• **Problem**: An exact, word-for-word copy of the entries is required, beginning at the line that contains "In the photograph above, where can the silver" and ending at the last line, both included.
Top of Information provided
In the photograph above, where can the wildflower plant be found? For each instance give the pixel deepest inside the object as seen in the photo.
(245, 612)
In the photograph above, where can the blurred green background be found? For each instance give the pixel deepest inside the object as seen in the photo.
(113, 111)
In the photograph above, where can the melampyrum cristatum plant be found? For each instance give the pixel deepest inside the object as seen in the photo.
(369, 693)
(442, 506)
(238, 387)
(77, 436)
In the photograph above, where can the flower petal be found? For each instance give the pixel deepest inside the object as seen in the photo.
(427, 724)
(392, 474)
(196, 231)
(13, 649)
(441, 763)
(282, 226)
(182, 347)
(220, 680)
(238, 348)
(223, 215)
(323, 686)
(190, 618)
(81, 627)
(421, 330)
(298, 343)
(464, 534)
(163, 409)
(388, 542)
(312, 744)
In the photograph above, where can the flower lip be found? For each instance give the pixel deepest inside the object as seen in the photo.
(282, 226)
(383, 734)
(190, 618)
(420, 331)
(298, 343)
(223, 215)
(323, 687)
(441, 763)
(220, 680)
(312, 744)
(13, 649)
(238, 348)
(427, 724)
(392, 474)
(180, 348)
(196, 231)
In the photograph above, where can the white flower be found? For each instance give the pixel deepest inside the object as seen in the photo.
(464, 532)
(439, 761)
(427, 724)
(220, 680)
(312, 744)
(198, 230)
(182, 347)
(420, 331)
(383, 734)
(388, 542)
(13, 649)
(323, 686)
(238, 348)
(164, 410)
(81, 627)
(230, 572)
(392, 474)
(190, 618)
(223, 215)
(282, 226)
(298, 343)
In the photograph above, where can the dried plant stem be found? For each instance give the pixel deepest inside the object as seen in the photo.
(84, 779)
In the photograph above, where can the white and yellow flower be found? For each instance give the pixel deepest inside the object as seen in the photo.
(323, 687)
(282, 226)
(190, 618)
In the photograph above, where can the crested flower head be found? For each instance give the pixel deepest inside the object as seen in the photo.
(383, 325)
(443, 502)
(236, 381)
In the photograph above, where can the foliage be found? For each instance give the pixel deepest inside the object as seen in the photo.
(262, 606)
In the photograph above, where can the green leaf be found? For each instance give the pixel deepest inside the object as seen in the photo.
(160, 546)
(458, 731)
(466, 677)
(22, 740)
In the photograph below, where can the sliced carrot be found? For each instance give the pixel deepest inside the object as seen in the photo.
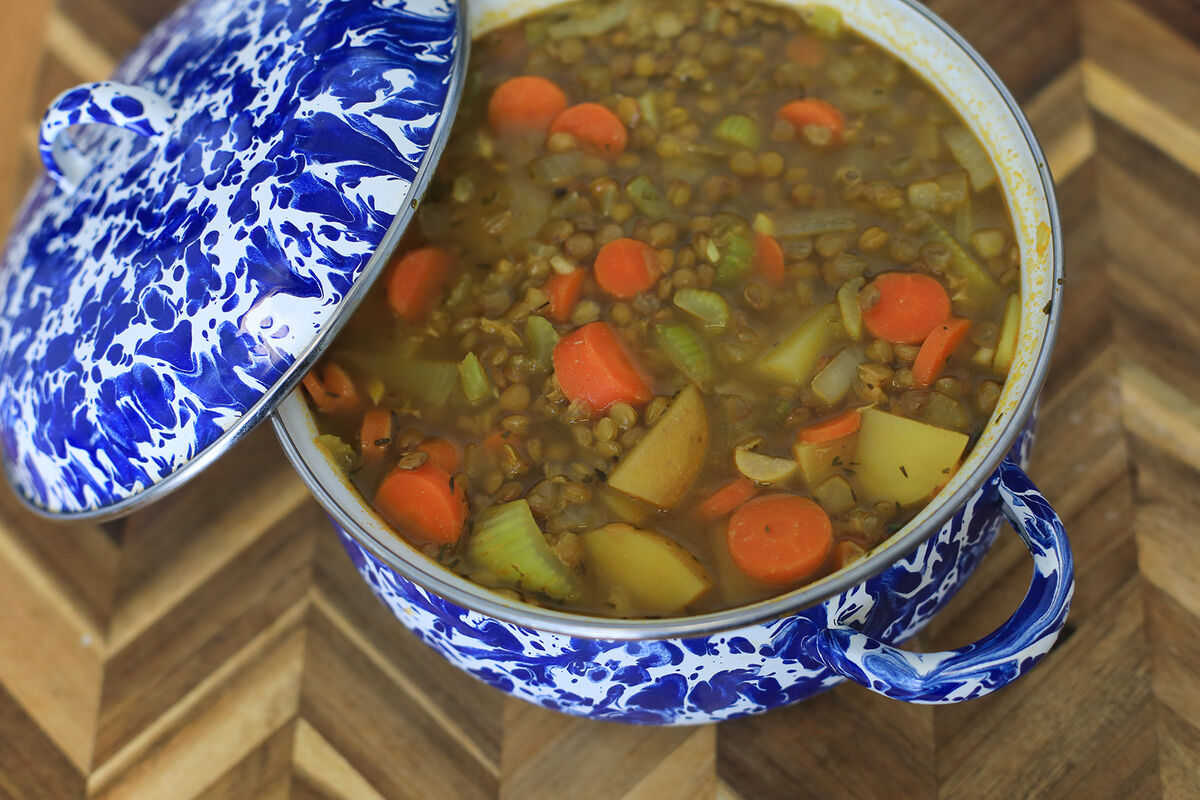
(334, 392)
(442, 452)
(525, 103)
(779, 537)
(594, 127)
(591, 365)
(814, 112)
(424, 503)
(911, 305)
(835, 427)
(807, 49)
(727, 498)
(768, 257)
(564, 293)
(937, 349)
(417, 278)
(625, 266)
(376, 435)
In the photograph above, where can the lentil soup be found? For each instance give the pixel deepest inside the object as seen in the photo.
(707, 300)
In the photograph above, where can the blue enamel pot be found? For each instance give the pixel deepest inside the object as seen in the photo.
(196, 248)
(847, 625)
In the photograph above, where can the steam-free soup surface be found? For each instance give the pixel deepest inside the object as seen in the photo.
(706, 301)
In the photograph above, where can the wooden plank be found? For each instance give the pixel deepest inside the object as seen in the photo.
(221, 645)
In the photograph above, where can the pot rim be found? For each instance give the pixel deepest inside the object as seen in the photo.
(439, 581)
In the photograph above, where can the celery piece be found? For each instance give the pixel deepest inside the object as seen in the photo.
(904, 459)
(847, 304)
(963, 223)
(1009, 331)
(826, 22)
(687, 350)
(507, 542)
(643, 194)
(793, 360)
(739, 131)
(341, 453)
(543, 337)
(705, 305)
(972, 283)
(971, 156)
(427, 382)
(653, 573)
(821, 221)
(737, 258)
(475, 383)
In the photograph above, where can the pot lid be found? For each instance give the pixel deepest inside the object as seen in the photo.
(234, 190)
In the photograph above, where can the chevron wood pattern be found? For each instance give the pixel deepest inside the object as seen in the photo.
(219, 644)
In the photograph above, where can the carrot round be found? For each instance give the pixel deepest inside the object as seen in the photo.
(835, 427)
(564, 293)
(727, 498)
(591, 365)
(911, 305)
(376, 435)
(442, 452)
(807, 50)
(814, 112)
(768, 257)
(937, 349)
(594, 127)
(525, 103)
(415, 281)
(779, 537)
(625, 266)
(424, 503)
(334, 391)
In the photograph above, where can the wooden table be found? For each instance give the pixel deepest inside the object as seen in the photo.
(220, 645)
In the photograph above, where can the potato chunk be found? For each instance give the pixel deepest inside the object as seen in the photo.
(904, 459)
(664, 463)
(647, 570)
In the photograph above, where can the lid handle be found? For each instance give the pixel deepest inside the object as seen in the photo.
(103, 102)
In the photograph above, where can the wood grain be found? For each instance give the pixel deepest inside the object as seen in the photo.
(220, 644)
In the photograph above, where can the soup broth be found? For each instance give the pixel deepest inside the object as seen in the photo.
(707, 299)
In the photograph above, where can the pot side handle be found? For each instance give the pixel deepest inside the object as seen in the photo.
(103, 102)
(999, 659)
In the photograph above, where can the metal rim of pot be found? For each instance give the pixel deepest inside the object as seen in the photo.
(456, 589)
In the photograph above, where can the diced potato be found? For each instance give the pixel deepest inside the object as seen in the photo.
(664, 463)
(820, 458)
(903, 459)
(793, 360)
(654, 573)
(1009, 331)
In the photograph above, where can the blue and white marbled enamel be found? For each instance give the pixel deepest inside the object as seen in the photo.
(232, 184)
(765, 666)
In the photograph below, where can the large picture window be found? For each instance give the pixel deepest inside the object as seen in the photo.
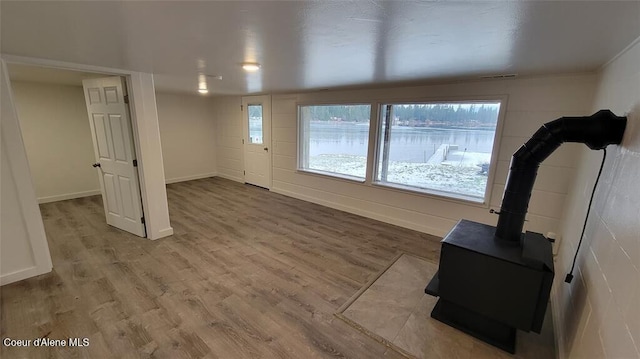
(441, 148)
(334, 139)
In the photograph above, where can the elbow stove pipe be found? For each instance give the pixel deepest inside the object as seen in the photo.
(596, 131)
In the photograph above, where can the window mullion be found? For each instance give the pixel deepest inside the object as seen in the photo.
(386, 142)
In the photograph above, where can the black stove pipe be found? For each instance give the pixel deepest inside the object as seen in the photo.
(596, 131)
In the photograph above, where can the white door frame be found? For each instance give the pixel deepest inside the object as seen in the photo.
(146, 134)
(265, 101)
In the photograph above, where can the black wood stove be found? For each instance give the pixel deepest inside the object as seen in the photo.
(492, 281)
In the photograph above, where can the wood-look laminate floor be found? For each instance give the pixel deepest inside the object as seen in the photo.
(247, 274)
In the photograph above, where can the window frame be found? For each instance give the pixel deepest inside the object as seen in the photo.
(299, 135)
(376, 103)
(440, 194)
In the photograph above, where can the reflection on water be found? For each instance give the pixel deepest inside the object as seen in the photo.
(408, 144)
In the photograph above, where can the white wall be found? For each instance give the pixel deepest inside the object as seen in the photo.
(599, 311)
(188, 132)
(24, 251)
(58, 140)
(531, 102)
(57, 136)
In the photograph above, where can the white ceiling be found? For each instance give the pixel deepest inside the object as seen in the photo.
(320, 44)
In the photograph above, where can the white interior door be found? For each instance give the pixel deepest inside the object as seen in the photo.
(115, 155)
(256, 117)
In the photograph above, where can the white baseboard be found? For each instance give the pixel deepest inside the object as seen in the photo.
(231, 178)
(22, 274)
(162, 233)
(190, 178)
(63, 197)
(438, 232)
(558, 332)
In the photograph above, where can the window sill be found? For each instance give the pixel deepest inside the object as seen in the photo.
(441, 195)
(331, 175)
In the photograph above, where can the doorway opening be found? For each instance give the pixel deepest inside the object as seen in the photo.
(80, 140)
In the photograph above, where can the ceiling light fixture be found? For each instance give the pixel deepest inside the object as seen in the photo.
(202, 84)
(251, 66)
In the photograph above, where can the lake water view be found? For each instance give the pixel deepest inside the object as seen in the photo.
(340, 147)
(408, 144)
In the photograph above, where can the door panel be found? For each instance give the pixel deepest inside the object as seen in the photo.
(256, 118)
(114, 150)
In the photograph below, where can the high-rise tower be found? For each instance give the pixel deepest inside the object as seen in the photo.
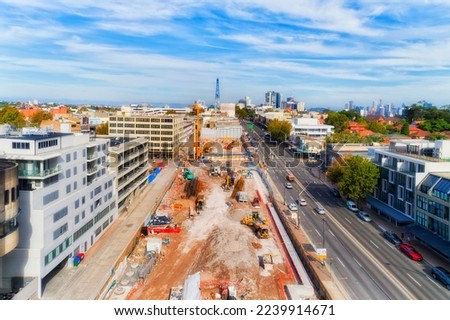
(217, 98)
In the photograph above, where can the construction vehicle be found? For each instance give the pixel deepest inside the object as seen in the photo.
(187, 174)
(199, 202)
(255, 203)
(215, 170)
(258, 224)
(197, 109)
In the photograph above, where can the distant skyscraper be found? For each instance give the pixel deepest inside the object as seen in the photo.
(273, 99)
(217, 97)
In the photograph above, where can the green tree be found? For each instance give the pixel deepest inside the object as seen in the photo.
(338, 120)
(102, 129)
(359, 178)
(12, 116)
(279, 129)
(38, 116)
(375, 126)
(405, 129)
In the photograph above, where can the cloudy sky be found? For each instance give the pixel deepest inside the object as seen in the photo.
(322, 52)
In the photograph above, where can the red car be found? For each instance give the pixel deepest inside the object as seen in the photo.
(410, 251)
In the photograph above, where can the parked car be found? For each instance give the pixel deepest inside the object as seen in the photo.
(410, 251)
(392, 237)
(442, 275)
(352, 206)
(335, 192)
(320, 210)
(363, 216)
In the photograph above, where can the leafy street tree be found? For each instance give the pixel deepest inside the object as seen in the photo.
(358, 179)
(244, 113)
(338, 120)
(12, 116)
(279, 129)
(38, 116)
(102, 129)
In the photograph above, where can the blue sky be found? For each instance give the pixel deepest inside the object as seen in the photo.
(323, 53)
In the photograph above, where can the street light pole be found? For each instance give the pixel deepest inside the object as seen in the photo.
(323, 232)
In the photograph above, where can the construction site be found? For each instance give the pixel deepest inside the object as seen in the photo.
(213, 236)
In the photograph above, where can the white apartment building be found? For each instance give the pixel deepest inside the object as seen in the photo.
(310, 127)
(67, 199)
(402, 167)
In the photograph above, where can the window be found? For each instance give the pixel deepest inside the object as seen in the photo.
(384, 185)
(391, 176)
(61, 230)
(401, 192)
(60, 214)
(21, 145)
(6, 197)
(408, 209)
(409, 183)
(51, 197)
(390, 199)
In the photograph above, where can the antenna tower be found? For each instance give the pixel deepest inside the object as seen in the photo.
(217, 99)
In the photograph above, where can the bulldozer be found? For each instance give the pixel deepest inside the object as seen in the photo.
(187, 174)
(199, 202)
(258, 224)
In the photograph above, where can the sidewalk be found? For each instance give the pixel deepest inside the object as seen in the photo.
(86, 281)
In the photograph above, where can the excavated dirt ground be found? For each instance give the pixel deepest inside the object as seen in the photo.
(216, 244)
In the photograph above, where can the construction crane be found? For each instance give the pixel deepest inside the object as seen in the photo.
(197, 130)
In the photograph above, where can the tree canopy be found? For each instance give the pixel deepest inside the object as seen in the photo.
(356, 177)
(102, 129)
(280, 130)
(38, 116)
(12, 116)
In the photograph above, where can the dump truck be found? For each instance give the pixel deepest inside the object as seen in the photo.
(187, 174)
(258, 224)
(199, 202)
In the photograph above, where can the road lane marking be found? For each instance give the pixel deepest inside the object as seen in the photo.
(434, 282)
(413, 279)
(374, 244)
(359, 264)
(341, 262)
(318, 232)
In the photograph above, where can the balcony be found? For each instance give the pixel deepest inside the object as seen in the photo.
(93, 170)
(39, 174)
(93, 156)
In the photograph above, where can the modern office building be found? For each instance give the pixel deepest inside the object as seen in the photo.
(67, 199)
(129, 160)
(433, 206)
(402, 167)
(167, 133)
(9, 208)
(310, 127)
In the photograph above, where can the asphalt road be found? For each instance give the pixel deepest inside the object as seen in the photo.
(366, 265)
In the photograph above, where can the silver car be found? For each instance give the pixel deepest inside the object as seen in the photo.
(320, 210)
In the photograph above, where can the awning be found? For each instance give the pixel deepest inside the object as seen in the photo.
(394, 214)
(431, 240)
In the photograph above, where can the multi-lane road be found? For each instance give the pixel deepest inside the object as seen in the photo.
(364, 263)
Bottom of Information provided
• **Result for this exercise**:
In the photograph above, where can the silver car be found? For each instance give the pixel deepest inside the object as seen in the photo.
(320, 210)
In the photograph above, where can the awning be found? For each instance give the pixel deepest inside the object as seen in the photo.
(394, 214)
(431, 240)
In the photograph above, where can the multi-lane road be found? For each instance give the pixel deepest inside the object as seen in the photo.
(364, 263)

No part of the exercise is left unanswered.